#### ASSIGNED TASK
Beneath this instruction is a listing; print exactly the lines in it starting at the line that contains "pillar in the photo above." and going through the line that contains "windshield in the photo above.".
══════════════════════════════
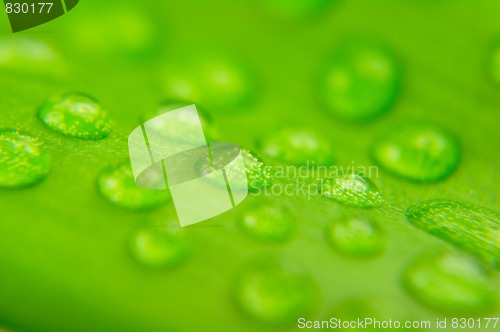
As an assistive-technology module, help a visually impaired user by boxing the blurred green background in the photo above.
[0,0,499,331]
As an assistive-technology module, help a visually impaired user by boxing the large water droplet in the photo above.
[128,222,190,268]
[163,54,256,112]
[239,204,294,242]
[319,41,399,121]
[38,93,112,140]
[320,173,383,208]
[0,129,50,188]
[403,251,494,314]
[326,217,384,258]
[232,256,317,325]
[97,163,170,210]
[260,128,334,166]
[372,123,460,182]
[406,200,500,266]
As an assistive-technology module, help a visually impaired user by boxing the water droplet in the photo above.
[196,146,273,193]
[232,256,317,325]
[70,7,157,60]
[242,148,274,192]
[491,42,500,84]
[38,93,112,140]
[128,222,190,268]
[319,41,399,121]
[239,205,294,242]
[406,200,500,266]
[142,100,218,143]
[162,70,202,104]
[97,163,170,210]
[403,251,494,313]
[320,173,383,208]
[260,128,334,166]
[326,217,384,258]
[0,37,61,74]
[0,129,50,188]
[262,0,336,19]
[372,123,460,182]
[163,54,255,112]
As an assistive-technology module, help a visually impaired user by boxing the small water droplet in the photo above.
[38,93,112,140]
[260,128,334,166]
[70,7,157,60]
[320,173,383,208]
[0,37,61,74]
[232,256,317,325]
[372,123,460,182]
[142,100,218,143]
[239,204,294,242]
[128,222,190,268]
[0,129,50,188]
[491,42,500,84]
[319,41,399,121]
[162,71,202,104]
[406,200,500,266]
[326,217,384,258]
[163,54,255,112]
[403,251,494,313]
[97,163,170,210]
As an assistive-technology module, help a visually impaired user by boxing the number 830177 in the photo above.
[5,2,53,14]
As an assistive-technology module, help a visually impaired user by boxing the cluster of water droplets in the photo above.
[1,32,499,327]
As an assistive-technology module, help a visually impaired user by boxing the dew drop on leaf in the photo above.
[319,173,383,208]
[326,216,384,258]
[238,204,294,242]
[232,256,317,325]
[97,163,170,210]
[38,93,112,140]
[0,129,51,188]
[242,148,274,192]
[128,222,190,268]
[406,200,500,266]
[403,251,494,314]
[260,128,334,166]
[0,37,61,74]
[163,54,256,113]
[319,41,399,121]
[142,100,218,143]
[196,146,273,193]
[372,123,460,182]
══════════════════════════════
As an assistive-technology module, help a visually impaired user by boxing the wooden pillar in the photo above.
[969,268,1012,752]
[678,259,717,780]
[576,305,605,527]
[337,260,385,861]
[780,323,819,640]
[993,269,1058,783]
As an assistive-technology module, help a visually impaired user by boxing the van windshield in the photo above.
══════════════════════════════
#### EXPECTED OUTPUT
As an assistive-technology module, help a visually impaired user by boxing the wooden pillar in the photo above.
[969,268,1012,752]
[678,259,717,780]
[576,305,605,527]
[337,260,385,861]
[780,323,819,640]
[993,269,1058,783]
As an assistive-technology module, help a visually impaired user by boxing the van windshield in the photo above.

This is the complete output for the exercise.